Could you copy exactly the lines from the one containing "Please put a point on each instance of the chocolate pancake" through the last line of the records below, and nothing else?

Natural-language object grounding data:

##############################

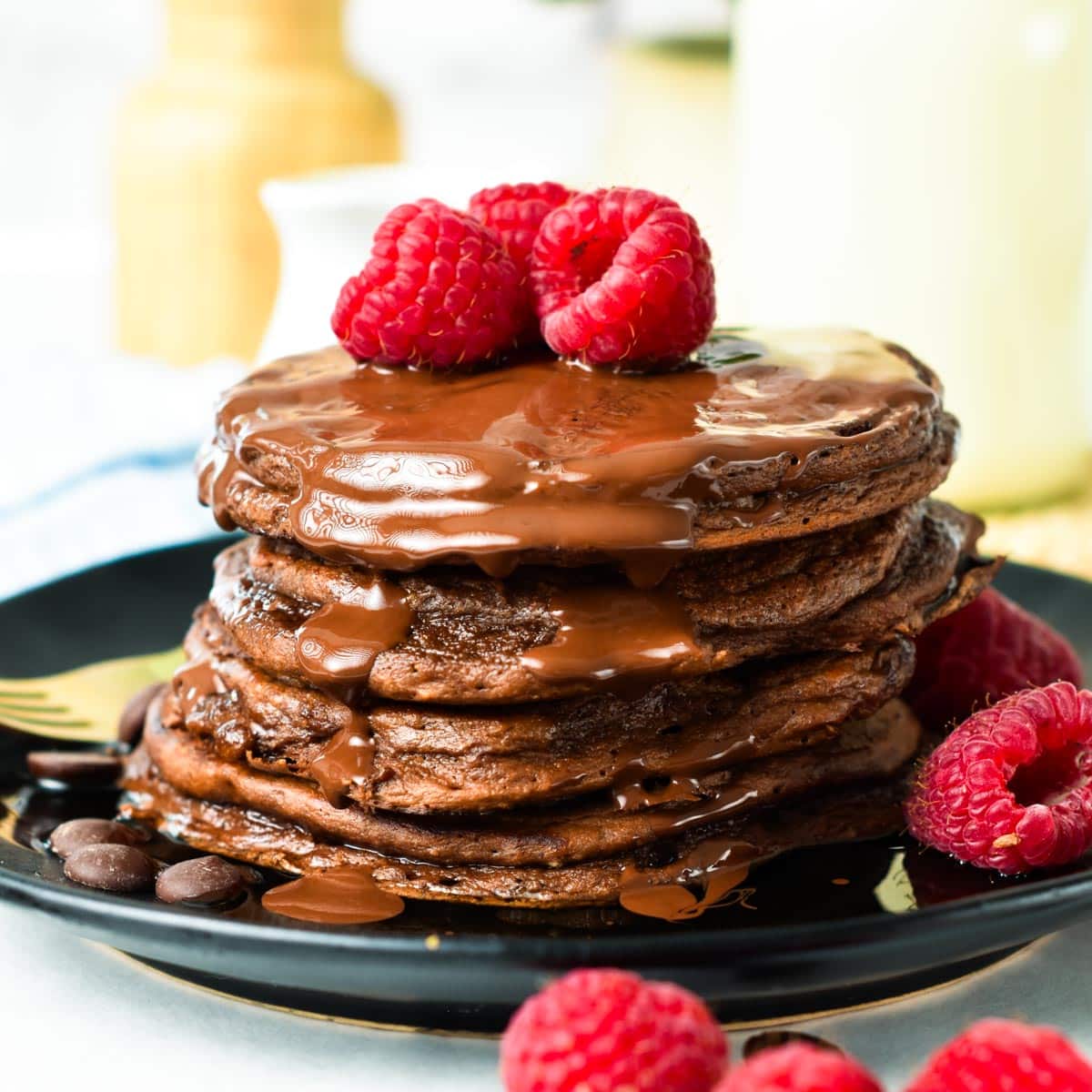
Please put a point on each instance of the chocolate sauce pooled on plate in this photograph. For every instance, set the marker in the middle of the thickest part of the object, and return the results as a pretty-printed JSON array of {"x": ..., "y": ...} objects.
[
  {"x": 339, "y": 643},
  {"x": 341, "y": 895},
  {"x": 604, "y": 632},
  {"x": 347, "y": 760},
  {"x": 399, "y": 469},
  {"x": 715, "y": 868}
]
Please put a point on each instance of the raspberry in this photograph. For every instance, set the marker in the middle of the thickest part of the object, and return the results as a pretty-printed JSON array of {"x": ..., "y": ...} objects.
[
  {"x": 1010, "y": 787},
  {"x": 800, "y": 1067},
  {"x": 603, "y": 1030},
  {"x": 622, "y": 277},
  {"x": 440, "y": 289},
  {"x": 514, "y": 213},
  {"x": 983, "y": 652},
  {"x": 1006, "y": 1057}
]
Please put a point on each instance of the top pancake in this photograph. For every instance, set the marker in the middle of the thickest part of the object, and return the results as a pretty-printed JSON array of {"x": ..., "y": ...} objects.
[{"x": 765, "y": 436}]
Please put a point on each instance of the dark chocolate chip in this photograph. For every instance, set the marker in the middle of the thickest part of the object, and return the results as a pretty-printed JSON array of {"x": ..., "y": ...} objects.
[
  {"x": 131, "y": 722},
  {"x": 206, "y": 880},
  {"x": 76, "y": 834},
  {"x": 75, "y": 767},
  {"x": 112, "y": 868}
]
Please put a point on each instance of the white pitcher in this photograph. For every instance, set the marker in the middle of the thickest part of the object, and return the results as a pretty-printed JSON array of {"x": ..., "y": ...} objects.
[{"x": 922, "y": 168}]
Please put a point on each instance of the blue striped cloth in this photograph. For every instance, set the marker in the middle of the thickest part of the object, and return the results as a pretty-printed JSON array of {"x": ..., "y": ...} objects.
[{"x": 97, "y": 459}]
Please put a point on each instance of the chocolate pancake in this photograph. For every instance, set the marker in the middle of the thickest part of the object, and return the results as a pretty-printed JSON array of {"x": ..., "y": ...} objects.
[
  {"x": 694, "y": 860},
  {"x": 545, "y": 633},
  {"x": 410, "y": 757},
  {"x": 764, "y": 436},
  {"x": 595, "y": 825}
]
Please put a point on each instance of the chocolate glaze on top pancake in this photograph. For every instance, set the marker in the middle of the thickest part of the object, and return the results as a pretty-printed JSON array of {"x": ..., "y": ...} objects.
[
  {"x": 470, "y": 639},
  {"x": 765, "y": 435}
]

##############################

Task output -
Please put a point on each instance of the chocolate pancake in this photograph. For every instance, set the marker in the middle of the thickest part of the object, and return the results as a pretty-printed JSON array of {"x": ..., "y": ...} objects.
[
  {"x": 694, "y": 860},
  {"x": 545, "y": 633},
  {"x": 410, "y": 757},
  {"x": 764, "y": 436},
  {"x": 595, "y": 825}
]
Please put a point on each instance of the chocolate glaze on top pancake in this photograph. For every instance, set the marker in the middle of the thickest part of the object, and return the results as a pretty-printed JSON array of {"x": ..., "y": ...} objects.
[
  {"x": 470, "y": 639},
  {"x": 765, "y": 435}
]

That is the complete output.